== Extracted data
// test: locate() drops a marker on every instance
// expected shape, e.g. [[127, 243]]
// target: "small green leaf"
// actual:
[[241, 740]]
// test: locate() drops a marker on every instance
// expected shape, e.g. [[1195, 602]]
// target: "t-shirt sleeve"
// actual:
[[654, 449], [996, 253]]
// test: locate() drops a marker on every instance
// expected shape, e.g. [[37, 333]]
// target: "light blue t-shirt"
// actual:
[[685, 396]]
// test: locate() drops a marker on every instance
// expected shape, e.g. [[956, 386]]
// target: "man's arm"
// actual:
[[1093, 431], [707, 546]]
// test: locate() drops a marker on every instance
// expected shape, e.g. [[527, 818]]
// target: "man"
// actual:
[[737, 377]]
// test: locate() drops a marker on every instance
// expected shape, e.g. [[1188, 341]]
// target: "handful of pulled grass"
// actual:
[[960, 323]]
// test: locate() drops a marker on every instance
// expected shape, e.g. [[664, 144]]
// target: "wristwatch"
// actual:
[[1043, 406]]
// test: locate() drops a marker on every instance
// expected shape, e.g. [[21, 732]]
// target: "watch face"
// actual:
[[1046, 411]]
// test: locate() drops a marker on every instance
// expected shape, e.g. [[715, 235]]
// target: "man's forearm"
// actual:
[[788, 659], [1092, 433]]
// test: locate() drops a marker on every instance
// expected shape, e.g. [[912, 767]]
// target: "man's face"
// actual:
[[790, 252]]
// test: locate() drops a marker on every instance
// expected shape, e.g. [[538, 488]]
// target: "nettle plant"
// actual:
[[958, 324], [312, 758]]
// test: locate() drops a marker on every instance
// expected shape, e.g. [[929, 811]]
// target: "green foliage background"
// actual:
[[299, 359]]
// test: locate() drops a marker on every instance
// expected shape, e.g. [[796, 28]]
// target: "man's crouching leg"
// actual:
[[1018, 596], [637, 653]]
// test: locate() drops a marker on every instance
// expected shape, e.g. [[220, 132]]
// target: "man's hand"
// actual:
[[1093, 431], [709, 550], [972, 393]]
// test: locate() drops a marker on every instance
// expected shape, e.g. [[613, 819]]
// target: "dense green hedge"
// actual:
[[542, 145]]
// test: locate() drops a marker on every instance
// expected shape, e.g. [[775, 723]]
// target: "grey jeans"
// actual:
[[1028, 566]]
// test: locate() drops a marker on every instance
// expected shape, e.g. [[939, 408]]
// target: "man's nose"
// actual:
====
* [Request]
Print the data above word for word, from its first line through the line that contains "[[1028, 566]]", including both of those lines.

* [Completed exercise]
// test: locate() drops a marker on every instance
// expected shape, e.g. [[127, 243]]
// target: "small green leaf"
// actual:
[[241, 740]]
// test: locate() drops a marker on every instance
// expected shape, e.g. [[1195, 602]]
// target: "t-shirt sleeve"
// actual:
[[654, 449], [996, 253]]
// test: locate() drops a marker on every instance
// expected shape, e.g. [[37, 333]]
// target: "light blue t-shirt"
// actual:
[[685, 396]]
// test: locate() drops a marker on every instance
// expected shape, e.g. [[956, 386]]
// target: "man's arm"
// actual:
[[1093, 431], [707, 546]]
// test: locate() drops a marker on every instance
// expected shape, e.g. [[527, 818]]
// target: "man"
// actual:
[[737, 377]]
// test: locate() drops a marker on every instance
// expected shape, e.g. [[1188, 341]]
// target: "handful of pulled grass"
// actual:
[[960, 323]]
// test: locate() drops a marker on every instance
// expected shape, e.g. [[664, 144]]
// target: "wristwatch"
// actual:
[[1043, 406]]
// test: locate() drops a marker on every instance
// expected shape, e.g. [[21, 732]]
// target: "watch face"
// actual:
[[1046, 411]]
// test: locate() drops a marker on every instance
// expected shape, e.g. [[715, 235]]
// target: "man's forearm"
// actual:
[[788, 659], [1092, 433]]
// test: locate() drops a marker on every instance
// expected shape, e.g. [[912, 767]]
// target: "man's face"
// actual:
[[790, 252]]
// test: locate() drops a marker on every instance
// expected shape, e.g. [[538, 488]]
// target: "nettle plant"
// actual:
[[958, 324], [312, 758]]
// test: locate() drops a marker on every instance
// expected shape, e.g. [[929, 811]]
// target: "green foliage background"
// actual:
[[299, 359]]
// test: locate() drops a marker on every instance
// expected shape, e.g. [[796, 28]]
// target: "man's crouching leg"
// actual:
[[1018, 596], [637, 653]]
// test: locate() drops a marker on every instance
// expected shape, e.g. [[220, 132]]
// target: "man's hand"
// actual:
[[1093, 431], [709, 550], [972, 393]]
// test: locate() drops a marker on every instance
// expected shape, e.g. [[613, 819]]
// target: "dense green hedge"
// actual:
[[542, 145]]
// test: locate() drops a marker on every instance
// expected shape, e.g. [[775, 723]]
// target: "grey jeans"
// actual:
[[1028, 566]]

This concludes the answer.